Exercise aim –
From the line holding "positive clicks: (425, 213)" through the line holding "box: [62, 0, 230, 67]" below, write out every line exactly; include both of those lines and drop the pictures.

Stored records –
--
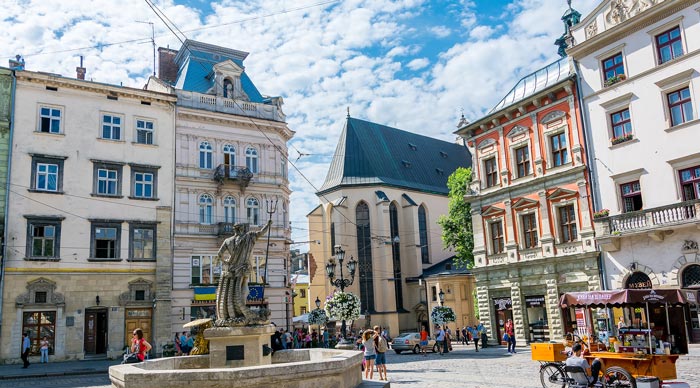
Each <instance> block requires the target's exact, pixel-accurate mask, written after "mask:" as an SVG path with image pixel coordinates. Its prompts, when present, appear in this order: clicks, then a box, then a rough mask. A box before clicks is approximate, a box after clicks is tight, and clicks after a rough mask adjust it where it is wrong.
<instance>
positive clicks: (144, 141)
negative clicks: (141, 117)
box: [136, 119, 154, 144]
mask: <svg viewBox="0 0 700 388" xmlns="http://www.w3.org/2000/svg"><path fill="white" fill-rule="evenodd" d="M153 129H154V126H153V121H150V120H142V119H138V120H136V142H137V143H139V144H153Z"/></svg>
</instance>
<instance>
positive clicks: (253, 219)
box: [245, 197, 260, 225]
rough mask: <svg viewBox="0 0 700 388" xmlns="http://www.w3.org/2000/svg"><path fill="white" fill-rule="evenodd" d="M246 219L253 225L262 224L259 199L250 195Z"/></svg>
mask: <svg viewBox="0 0 700 388" xmlns="http://www.w3.org/2000/svg"><path fill="white" fill-rule="evenodd" d="M245 210H246V219H247V220H248V223H249V224H251V225H259V224H260V205H259V204H258V200H257V199H255V198H253V197H250V198H248V199H247V200H246V202H245Z"/></svg>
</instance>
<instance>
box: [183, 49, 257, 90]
mask: <svg viewBox="0 0 700 388" xmlns="http://www.w3.org/2000/svg"><path fill="white" fill-rule="evenodd" d="M247 56H248V53H246V52H243V51H237V50H231V49H228V48H225V47H219V46H214V45H211V44H206V43H201V42H196V41H193V40H189V39H188V40H186V41H185V43H184V44H183V45H182V48H181V49H180V51H179V52H178V55H177V57H176V58H175V62H176V63H177V65H178V74H177V81H175V87H176V88H177V89H181V90H186V91H190V92H197V93H203V94H205V93H208V92H209V90H211V89H212V88H213V87H214V82H215V80H214V77H213V68H214V65H216V64H217V63H221V62H225V61H227V60H231V61H233V62H235V63H236V64H237V65H238V66H240V67H244V66H243V60H244V59H245V58H246V57H247ZM241 87H242V88H243V91H244V92H245V93H246V94H247V95H248V98H249V99H250V101H251V102H257V103H265V102H266V99H265V98H263V96H262V94H260V92H259V91H258V89H257V88H256V87H255V85H253V81H251V80H250V78H249V77H248V74H246V73H245V71H244V72H243V73H242V74H241Z"/></svg>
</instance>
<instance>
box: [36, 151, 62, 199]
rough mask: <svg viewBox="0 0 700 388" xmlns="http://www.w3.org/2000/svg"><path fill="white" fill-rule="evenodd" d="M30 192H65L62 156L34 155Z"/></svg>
mask: <svg viewBox="0 0 700 388" xmlns="http://www.w3.org/2000/svg"><path fill="white" fill-rule="evenodd" d="M31 156H32V177H31V182H30V185H29V187H30V190H36V191H45V192H52V193H61V192H62V190H63V161H64V160H65V159H66V158H65V157H61V156H49V155H36V154H32V155H31Z"/></svg>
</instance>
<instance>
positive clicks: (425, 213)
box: [418, 205, 430, 263]
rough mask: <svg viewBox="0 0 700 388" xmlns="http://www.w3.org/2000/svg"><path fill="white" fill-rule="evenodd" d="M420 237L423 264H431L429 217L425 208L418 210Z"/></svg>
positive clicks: (421, 253)
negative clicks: (429, 244) (429, 234)
mask: <svg viewBox="0 0 700 388" xmlns="http://www.w3.org/2000/svg"><path fill="white" fill-rule="evenodd" d="M418 237H419V239H420V257H421V262H422V263H430V245H429V243H428V217H427V215H426V213H425V206H423V205H420V207H419V208H418Z"/></svg>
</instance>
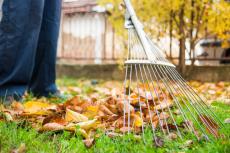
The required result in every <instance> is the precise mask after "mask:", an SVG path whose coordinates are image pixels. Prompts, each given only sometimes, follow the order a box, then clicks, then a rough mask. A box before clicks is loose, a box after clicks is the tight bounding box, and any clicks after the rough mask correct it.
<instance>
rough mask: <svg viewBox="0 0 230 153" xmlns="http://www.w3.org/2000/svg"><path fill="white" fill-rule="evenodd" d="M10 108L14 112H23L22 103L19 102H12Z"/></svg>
mask: <svg viewBox="0 0 230 153" xmlns="http://www.w3.org/2000/svg"><path fill="white" fill-rule="evenodd" d="M11 108H12V109H13V110H14V111H19V112H21V111H24V106H23V104H22V103H19V102H13V103H12V104H11Z"/></svg>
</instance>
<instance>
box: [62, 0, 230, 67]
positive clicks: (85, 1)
mask: <svg viewBox="0 0 230 153" xmlns="http://www.w3.org/2000/svg"><path fill="white" fill-rule="evenodd" d="M62 9H63V11H62V24H61V32H60V33H61V35H60V41H59V51H58V59H59V61H63V60H65V61H67V62H68V63H71V62H72V61H73V63H80V64H81V63H86V64H91V63H96V64H101V63H115V62H117V59H121V58H124V55H125V54H124V52H125V51H124V46H123V44H122V43H123V42H122V41H120V39H119V37H117V36H116V35H115V31H114V29H113V27H112V26H111V24H110V23H109V22H108V15H109V14H108V12H107V11H106V8H104V7H101V6H99V5H98V4H97V0H65V1H64V2H63V8H62ZM155 42H156V43H157V44H158V45H159V46H160V48H161V49H163V52H164V53H165V56H166V57H168V58H169V59H170V60H172V61H173V62H174V63H175V64H178V59H179V58H178V57H179V42H178V40H176V39H173V41H172V50H171V52H170V51H169V50H170V49H169V42H170V39H169V37H165V38H161V39H160V40H155ZM122 46H123V47H122ZM186 48H187V50H189V42H187V43H186ZM229 54H230V53H229V49H223V48H222V47H221V43H220V42H215V41H214V40H211V39H203V40H201V41H200V42H199V43H198V44H197V45H196V47H195V53H194V57H192V58H194V59H195V65H220V64H226V63H229ZM225 58H226V59H225ZM186 59H187V60H186V64H187V65H189V64H191V60H192V59H190V56H189V53H188V51H186Z"/></svg>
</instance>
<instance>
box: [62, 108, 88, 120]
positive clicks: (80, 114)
mask: <svg viewBox="0 0 230 153" xmlns="http://www.w3.org/2000/svg"><path fill="white" fill-rule="evenodd" d="M65 120H66V121H67V122H84V121H88V117H86V116H84V115H82V114H80V113H77V112H74V111H72V110H70V109H66V115H65Z"/></svg>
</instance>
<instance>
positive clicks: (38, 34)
mask: <svg viewBox="0 0 230 153" xmlns="http://www.w3.org/2000/svg"><path fill="white" fill-rule="evenodd" d="M43 8H44V0H4V2H3V6H2V10H3V17H2V20H1V22H0V97H3V96H7V95H19V96H21V95H23V93H24V91H25V90H26V89H27V86H28V84H29V81H30V79H31V76H32V70H33V67H34V59H35V53H36V47H37V42H38V36H39V32H40V27H41V20H42V13H43Z"/></svg>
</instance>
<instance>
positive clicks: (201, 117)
mask: <svg viewBox="0 0 230 153" xmlns="http://www.w3.org/2000/svg"><path fill="white" fill-rule="evenodd" d="M198 119H199V121H200V122H201V123H202V124H204V125H205V127H206V130H207V131H208V132H209V133H211V134H212V135H214V136H215V137H216V138H218V137H219V126H218V124H217V123H216V122H215V121H214V120H213V119H212V118H210V117H208V116H206V115H199V116H198Z"/></svg>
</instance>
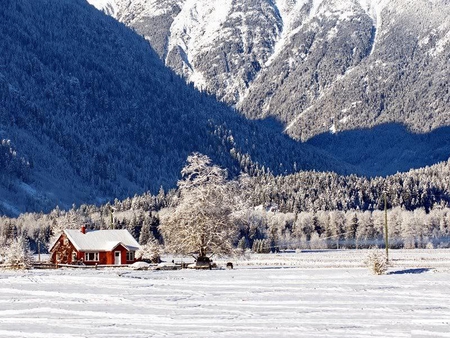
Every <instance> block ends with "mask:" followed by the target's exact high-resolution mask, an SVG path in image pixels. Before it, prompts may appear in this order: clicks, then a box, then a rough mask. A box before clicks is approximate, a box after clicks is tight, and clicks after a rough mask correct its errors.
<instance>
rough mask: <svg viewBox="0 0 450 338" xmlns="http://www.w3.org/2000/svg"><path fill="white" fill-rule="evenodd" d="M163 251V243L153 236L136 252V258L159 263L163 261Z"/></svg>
mask: <svg viewBox="0 0 450 338" xmlns="http://www.w3.org/2000/svg"><path fill="white" fill-rule="evenodd" d="M161 252H162V250H161V245H160V244H159V243H158V241H157V240H156V239H155V238H151V239H149V240H148V241H147V242H146V243H145V244H144V245H141V247H140V249H139V250H138V251H137V252H136V258H138V259H146V260H150V261H152V262H153V263H159V262H160V261H161Z"/></svg>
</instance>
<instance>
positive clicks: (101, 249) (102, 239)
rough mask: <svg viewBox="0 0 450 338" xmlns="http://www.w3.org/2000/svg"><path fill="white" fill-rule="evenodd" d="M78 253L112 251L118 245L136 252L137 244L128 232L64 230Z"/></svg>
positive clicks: (130, 234) (133, 238)
mask: <svg viewBox="0 0 450 338" xmlns="http://www.w3.org/2000/svg"><path fill="white" fill-rule="evenodd" d="M64 233H65V234H66V236H67V238H68V239H69V240H70V242H71V243H72V244H73V245H74V246H75V248H76V249H77V250H78V251H112V250H113V249H114V248H116V247H117V246H118V245H119V244H122V245H123V246H124V247H125V248H127V249H128V250H133V251H135V250H138V249H139V244H138V242H136V240H135V239H134V238H133V236H131V234H130V233H129V232H128V230H92V231H88V230H86V233H83V232H81V230H79V229H77V230H64Z"/></svg>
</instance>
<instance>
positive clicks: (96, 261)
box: [50, 234, 136, 265]
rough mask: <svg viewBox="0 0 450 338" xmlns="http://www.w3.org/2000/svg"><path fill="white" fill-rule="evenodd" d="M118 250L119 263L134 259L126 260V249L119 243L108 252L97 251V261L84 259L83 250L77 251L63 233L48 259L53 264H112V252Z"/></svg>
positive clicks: (123, 263)
mask: <svg viewBox="0 0 450 338" xmlns="http://www.w3.org/2000/svg"><path fill="white" fill-rule="evenodd" d="M116 251H120V254H121V262H120V264H132V263H134V262H136V259H134V260H132V261H127V249H126V248H125V247H124V246H123V245H121V244H119V245H118V246H117V247H116V248H115V249H114V250H112V251H108V252H99V260H98V261H86V260H85V259H84V254H85V252H83V251H80V252H78V251H77V250H76V249H75V247H74V246H73V244H72V243H71V242H70V241H66V236H65V234H62V235H61V236H60V237H59V239H58V241H57V242H56V244H55V245H54V246H53V249H52V252H51V256H50V261H51V262H52V263H54V264H76V263H77V262H83V263H84V264H85V265H95V264H98V265H114V252H116ZM74 252H75V253H76V260H72V255H73V253H74ZM58 256H59V259H57V258H58Z"/></svg>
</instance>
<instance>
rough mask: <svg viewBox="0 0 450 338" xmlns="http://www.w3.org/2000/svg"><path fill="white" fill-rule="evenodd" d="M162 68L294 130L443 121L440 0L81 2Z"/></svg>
mask: <svg viewBox="0 0 450 338" xmlns="http://www.w3.org/2000/svg"><path fill="white" fill-rule="evenodd" d="M88 1H89V2H90V3H91V4H94V5H95V6H97V7H98V8H100V9H103V10H104V11H105V12H106V13H108V14H110V15H112V16H114V17H115V18H116V19H118V20H120V21H122V22H124V23H125V24H127V25H129V26H131V27H133V28H134V29H135V30H136V31H137V32H139V33H140V34H142V35H144V36H145V37H146V39H147V40H149V41H150V43H151V44H152V46H153V48H154V49H155V50H156V52H157V53H158V54H159V56H160V57H161V59H162V60H164V62H165V64H166V65H168V66H169V67H171V68H172V69H174V70H175V71H176V72H177V73H179V74H181V75H183V77H185V79H186V80H187V81H188V82H193V83H194V84H195V86H196V87H198V88H200V89H203V90H207V91H209V92H212V93H214V94H215V95H216V96H217V97H218V98H219V99H221V100H224V101H226V102H227V103H229V104H232V105H235V106H236V107H237V108H239V109H240V110H242V112H243V113H244V114H245V115H246V116H248V117H251V118H262V117H267V116H275V117H276V118H277V119H279V120H281V121H282V122H283V123H284V124H285V128H286V129H285V130H286V132H288V133H289V134H290V135H291V136H293V137H295V138H301V139H304V140H305V139H309V138H311V137H312V136H314V135H317V134H319V133H322V132H327V131H331V132H338V131H342V130H348V129H355V128H362V127H372V126H374V125H379V124H382V123H386V122H399V123H404V124H407V125H408V126H409V127H410V128H411V129H413V130H416V131H421V132H427V131H430V130H432V129H435V128H436V127H439V126H442V125H449V124H450V108H449V107H450V104H449V102H450V94H449V90H448V87H449V84H448V78H449V77H450V67H449V62H448V61H449V58H450V21H449V20H448V18H449V17H450V6H449V4H450V2H449V1H448V0H435V1H429V0H390V1H388V0H246V1H243V0H133V1H131V0H88Z"/></svg>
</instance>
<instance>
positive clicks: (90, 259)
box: [84, 252, 98, 262]
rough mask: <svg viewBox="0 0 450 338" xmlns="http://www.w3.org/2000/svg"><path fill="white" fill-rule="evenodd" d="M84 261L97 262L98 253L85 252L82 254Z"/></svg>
mask: <svg viewBox="0 0 450 338" xmlns="http://www.w3.org/2000/svg"><path fill="white" fill-rule="evenodd" d="M84 260H85V261H86V262H89V261H98V252H85V253H84Z"/></svg>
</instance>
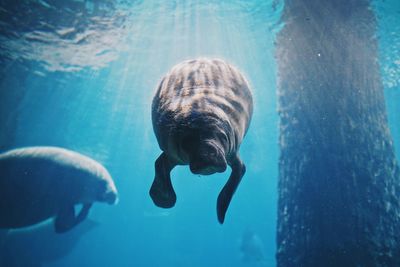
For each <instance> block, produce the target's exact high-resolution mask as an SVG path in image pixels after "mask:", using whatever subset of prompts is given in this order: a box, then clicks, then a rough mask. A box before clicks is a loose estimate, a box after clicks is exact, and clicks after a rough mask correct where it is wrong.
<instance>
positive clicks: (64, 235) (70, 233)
mask: <svg viewBox="0 0 400 267" xmlns="http://www.w3.org/2000/svg"><path fill="white" fill-rule="evenodd" d="M96 226H97V223H95V222H93V221H92V220H90V219H88V220H85V221H84V222H82V223H81V224H80V225H78V226H77V227H75V228H74V229H72V230H71V231H69V232H68V233H65V234H63V235H60V234H57V233H55V232H54V227H53V224H52V223H51V222H49V221H46V222H43V223H40V224H36V225H34V226H31V227H27V228H22V229H15V230H9V231H8V232H7V235H6V236H5V237H3V238H2V239H3V240H1V241H0V244H2V245H1V246H0V266H5V267H41V266H42V264H44V263H48V262H51V261H56V260H59V259H61V258H63V257H65V256H67V255H68V254H69V253H70V252H71V251H72V250H73V248H74V247H75V246H76V244H77V243H78V241H79V240H80V238H81V237H82V236H83V235H84V234H86V233H87V232H89V231H91V230H92V229H94V228H95V227H96Z"/></svg>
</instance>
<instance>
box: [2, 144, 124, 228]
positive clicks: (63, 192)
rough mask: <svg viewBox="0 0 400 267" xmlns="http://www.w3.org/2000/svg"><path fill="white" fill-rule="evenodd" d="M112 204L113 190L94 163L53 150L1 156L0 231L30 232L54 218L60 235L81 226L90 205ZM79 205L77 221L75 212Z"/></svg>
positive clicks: (113, 198)
mask: <svg viewBox="0 0 400 267" xmlns="http://www.w3.org/2000/svg"><path fill="white" fill-rule="evenodd" d="M96 201H97V202H105V203H109V204H114V203H115V202H116V201H117V190H116V188H115V185H114V182H113V180H112V178H111V176H110V174H109V173H108V171H107V170H106V169H105V168H104V167H103V166H102V165H101V164H99V163H98V162H96V161H94V160H93V159H91V158H89V157H86V156H83V155H81V154H78V153H76V152H73V151H70V150H66V149H63V148H57V147H28V148H20V149H14V150H10V151H8V152H5V153H2V154H0V228H7V229H12V228H20V227H26V226H30V225H33V224H36V223H39V222H41V221H44V220H46V219H48V218H51V217H55V220H54V226H55V231H56V232H58V233H62V232H66V231H68V230H70V229H71V228H73V227H74V226H76V225H77V224H79V223H80V222H82V221H83V220H84V219H85V218H86V217H87V215H88V213H89V210H90V208H91V206H92V204H93V203H94V202H96ZM77 204H82V205H83V207H82V209H81V210H80V212H79V213H78V214H77V215H75V210H74V206H75V205H77Z"/></svg>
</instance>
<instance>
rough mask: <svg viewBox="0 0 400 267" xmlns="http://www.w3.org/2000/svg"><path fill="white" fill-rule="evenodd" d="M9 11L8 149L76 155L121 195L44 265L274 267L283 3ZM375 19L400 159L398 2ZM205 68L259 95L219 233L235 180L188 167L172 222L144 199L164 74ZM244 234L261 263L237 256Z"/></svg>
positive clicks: (1, 127) (26, 7) (166, 214)
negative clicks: (182, 60) (205, 63)
mask: <svg viewBox="0 0 400 267" xmlns="http://www.w3.org/2000/svg"><path fill="white" fill-rule="evenodd" d="M0 3H1V9H0V22H1V25H2V26H1V27H2V29H1V35H0V38H1V39H0V48H1V51H2V52H0V53H1V58H0V63H1V66H2V67H1V69H0V101H1V106H0V123H1V124H0V125H1V133H0V149H1V150H2V151H3V150H6V149H10V148H15V147H22V146H33V145H53V146H61V147H66V148H69V149H72V150H76V151H78V152H80V153H83V154H85V155H88V156H90V157H92V158H94V159H96V160H98V161H100V162H101V163H102V164H103V165H105V166H106V167H107V169H108V170H109V171H110V173H111V174H112V176H113V177H114V180H115V183H116V185H117V187H118V190H119V196H120V202H119V204H118V205H117V206H108V205H103V204H95V206H94V208H93V209H92V211H91V213H90V218H91V219H93V220H94V221H96V222H98V223H99V225H98V226H97V227H95V229H93V230H91V231H89V232H88V233H86V234H85V235H84V236H82V237H81V238H80V240H79V241H78V242H77V243H76V245H75V246H74V247H73V249H72V251H71V252H70V253H69V254H67V255H66V256H64V257H62V258H59V259H57V260H55V261H52V262H50V263H46V264H44V265H43V266H51V267H61V266H144V267H146V266H149V267H150V266H174V267H180V266H182V267H183V266H191V267H204V266H211V267H212V266H275V259H274V256H275V248H276V245H275V230H276V229H275V228H276V219H277V218H276V214H277V210H276V206H277V178H278V157H279V151H278V127H277V126H278V114H277V112H276V108H277V107H276V100H277V96H276V63H275V58H274V39H275V35H276V33H277V32H278V31H279V29H280V28H281V26H282V25H281V24H280V21H279V18H280V13H281V11H282V8H283V2H282V1H277V0H267V1H261V0H260V1H241V0H235V1H217V0H215V1H194V0H188V1H184V0H180V1H155V0H154V1H151V0H144V1H108V0H97V1H79V0H75V1H61V0H60V1H44V0H40V1H39V0H35V1H34V0H31V1H28V0H26V1H17V3H15V2H11V1H9V3H8V2H7V1H2V2H0ZM374 10H375V11H376V14H377V18H378V29H377V36H378V40H379V45H380V46H379V49H380V51H379V52H380V63H381V69H382V79H383V83H384V85H385V94H386V100H387V107H388V118H389V122H390V130H391V132H392V136H393V138H394V143H395V146H396V152H397V155H398V156H400V154H399V152H400V83H399V80H400V70H399V68H400V45H399V44H400V34H399V33H400V28H399V27H400V19H399V17H400V6H399V2H398V1H397V0H390V1H374ZM199 56H211V57H220V58H224V59H226V60H227V61H229V62H231V63H233V64H234V65H236V66H238V68H239V69H240V70H242V72H243V73H244V74H245V76H246V77H247V78H248V80H249V81H250V83H251V86H252V92H253V95H254V106H255V110H254V116H253V119H252V122H251V126H250V129H249V131H248V134H247V136H246V138H245V140H244V142H243V144H242V146H241V150H240V153H241V157H242V159H243V161H244V162H245V164H246V165H247V172H246V174H245V176H244V178H243V180H242V183H241V185H240V186H239V188H238V190H237V192H236V194H235V196H234V198H233V201H232V203H231V205H230V208H229V210H228V213H227V217H226V220H225V223H224V225H219V224H218V222H217V218H216V198H217V196H218V193H219V191H220V189H221V188H222V186H223V185H224V183H225V181H226V179H227V178H228V176H229V173H228V171H227V172H225V173H223V174H218V175H212V176H201V177H198V176H195V175H193V174H191V173H190V171H189V169H188V168H187V167H177V168H176V169H174V171H173V172H172V177H173V184H174V187H175V190H176V193H177V197H178V199H177V203H176V206H175V207H174V208H173V209H160V208H158V207H156V206H155V205H154V204H153V202H152V200H151V199H150V197H149V195H148V191H149V188H150V185H151V183H152V180H153V178H154V161H155V159H156V158H157V157H158V155H159V154H160V149H159V147H158V145H157V141H156V139H155V136H154V134H153V130H152V126H151V116H150V111H151V100H152V97H153V94H154V90H155V88H156V86H157V83H158V82H159V80H160V78H161V77H162V75H164V74H165V73H166V72H167V71H168V70H169V68H171V67H172V66H173V65H175V64H176V63H179V62H180V61H182V60H184V59H189V58H196V57H199ZM249 231H251V232H252V233H254V235H256V236H257V242H256V244H255V246H257V248H258V249H259V250H261V251H263V253H261V256H257V255H259V254H257V255H251V252H250V253H249V255H247V256H249V258H248V257H243V255H242V254H243V253H242V252H241V242H242V238H243V235H244V234H245V233H248V232H249ZM46 249H47V248H46V244H43V250H46ZM253 252H254V251H253ZM252 256H254V257H252ZM244 258H247V259H244ZM260 258H261V259H260Z"/></svg>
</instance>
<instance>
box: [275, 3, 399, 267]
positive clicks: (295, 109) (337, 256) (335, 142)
--
Problem solution –
positive clicks: (425, 213)
box: [418, 205, 430, 263]
rough mask: <svg viewBox="0 0 700 388" xmlns="http://www.w3.org/2000/svg"><path fill="white" fill-rule="evenodd" d="M420 237L423 264H431L429 217L425 208L418 210Z"/></svg>
positive clicks: (421, 253)
negative clicks: (429, 244) (429, 234)
mask: <svg viewBox="0 0 700 388" xmlns="http://www.w3.org/2000/svg"><path fill="white" fill-rule="evenodd" d="M418 237H419V239H420V257H421V262H422V263H430V245H429V243H428V217H427V215H426V213H425V206H423V205H420V207H419V208H418Z"/></svg>
</instance>
The required result in every <instance> is the precise mask after "mask:", an SVG path whose coordinates are image pixels. Prompts, each given only sometimes, follow the order a box, then clicks, then a rough mask. A box before clicks is loose, a box after clicks is the tight bounding box, and any clicks after the rough mask correct it.
<instance>
rough mask: <svg viewBox="0 0 230 153" xmlns="http://www.w3.org/2000/svg"><path fill="white" fill-rule="evenodd" d="M10 108L14 112H23L22 103L19 102H12Z"/></svg>
mask: <svg viewBox="0 0 230 153" xmlns="http://www.w3.org/2000/svg"><path fill="white" fill-rule="evenodd" d="M11 108H12V109H13V110H14V111H19V112H21V111H24V106H23V104H22V103H19V102H13V103H12V104H11Z"/></svg>
</instance>
<instance>
box: [62, 0, 230, 67]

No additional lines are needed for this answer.